== Objective ==
Transcribe all of the records precisely as they are presented.

== Entries shown ==
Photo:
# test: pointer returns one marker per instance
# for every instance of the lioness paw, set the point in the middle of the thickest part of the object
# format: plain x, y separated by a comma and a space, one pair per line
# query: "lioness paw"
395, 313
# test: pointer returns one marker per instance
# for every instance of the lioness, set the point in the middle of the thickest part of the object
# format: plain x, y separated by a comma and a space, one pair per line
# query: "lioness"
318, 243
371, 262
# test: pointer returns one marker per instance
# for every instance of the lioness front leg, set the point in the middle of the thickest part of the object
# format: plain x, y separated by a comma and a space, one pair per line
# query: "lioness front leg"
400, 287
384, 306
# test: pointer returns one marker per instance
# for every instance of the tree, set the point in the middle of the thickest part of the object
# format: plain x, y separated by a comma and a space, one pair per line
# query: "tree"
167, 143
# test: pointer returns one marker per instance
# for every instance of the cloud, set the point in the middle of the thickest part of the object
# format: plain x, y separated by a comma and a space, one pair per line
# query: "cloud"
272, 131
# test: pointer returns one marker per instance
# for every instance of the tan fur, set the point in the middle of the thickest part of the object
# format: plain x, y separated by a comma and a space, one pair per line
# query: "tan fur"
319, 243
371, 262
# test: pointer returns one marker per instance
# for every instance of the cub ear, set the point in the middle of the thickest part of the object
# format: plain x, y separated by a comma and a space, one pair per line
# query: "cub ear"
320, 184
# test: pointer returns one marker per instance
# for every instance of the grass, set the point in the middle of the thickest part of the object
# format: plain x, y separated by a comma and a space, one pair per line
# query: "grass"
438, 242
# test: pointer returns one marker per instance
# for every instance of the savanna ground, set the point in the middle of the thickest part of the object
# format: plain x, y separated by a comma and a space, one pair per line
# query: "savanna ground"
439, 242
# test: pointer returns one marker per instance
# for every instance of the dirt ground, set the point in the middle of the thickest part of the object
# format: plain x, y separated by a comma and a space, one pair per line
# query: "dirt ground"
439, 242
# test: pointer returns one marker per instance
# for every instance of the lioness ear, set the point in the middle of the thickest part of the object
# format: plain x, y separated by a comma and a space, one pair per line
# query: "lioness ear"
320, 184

== Task output ==
Photo:
# test: pointer returns one marker per instance
# for every instance of the lioness paw, set the point in the middle of the thickest part of the object
# format: plain x, y separated by a comma and a space, one pair per line
# query: "lioness paw"
395, 313
# test: pointer returns one marker per instance
# for every instance of the lioness, set the point in the middle of the thickest part of the object
# format: plain x, y separated by a comma and a space, one pair per line
# query: "lioness"
318, 243
371, 262
# test: pointer returns one marker per instance
# for every instance of the lioness front leg, set the point in the middle of the thickest part of the object
# format: plain x, y separated by a comma and a space, one pair per line
# query: "lioness front leg"
400, 287
384, 306
# test: pointer returns one marker per instance
# for every instance of the tree, set the point in the middle of the thickest part of the object
# format: plain x, y separated by a comma and a space, one pair per line
# query: "tree"
167, 143
# test: pointer returns one marker per instance
# for every instance of the cloud, set the point in the middle of the thickest part of the object
# format: plain x, y separated by a comma and a space, one pair per line
# query: "cloud"
272, 131
# test: pointer returns one marker per instance
# for every instance of the tan fur, set the point in the middle of the thickest part of the object
# format: plain x, y separated by a comma and a space, one pair per line
# query: "tan fur"
319, 243
371, 262
# test: pointer returns one marker per instance
# for every instance of the cub ear, set the point in the middle of the thickest part of the object
# format: plain x, y separated by a comma and a space, one pair per line
# query: "cub ear"
320, 184
# test: pointer returns one marker per instance
# for every instance of the grass, set the point in the middle of the thickest part of the object
# format: plain x, y separated by a comma and a space, one pair per line
# query: "grass"
438, 242
# test: pointer returns one marker per instance
# for every instance of the savanna ground, set the point in the middle of the thickest part of the object
# format: plain x, y separated by a comma and a space, one pair per line
# query: "savanna ground"
439, 242
# test: pointer returns one marker per instance
# for every instance of the dirt ground, set the point in the middle of the thickest part of the object
# format: plain x, y separated by a comma and a space, one pair per line
# query: "dirt ground"
439, 242
# test: pointer returns one marker per instance
# for every instance of the lioness ear, set the point in the middle of the thickest part of the object
# format: plain x, y separated by a comma and a space, one pair per line
# query: "lioness ear"
320, 184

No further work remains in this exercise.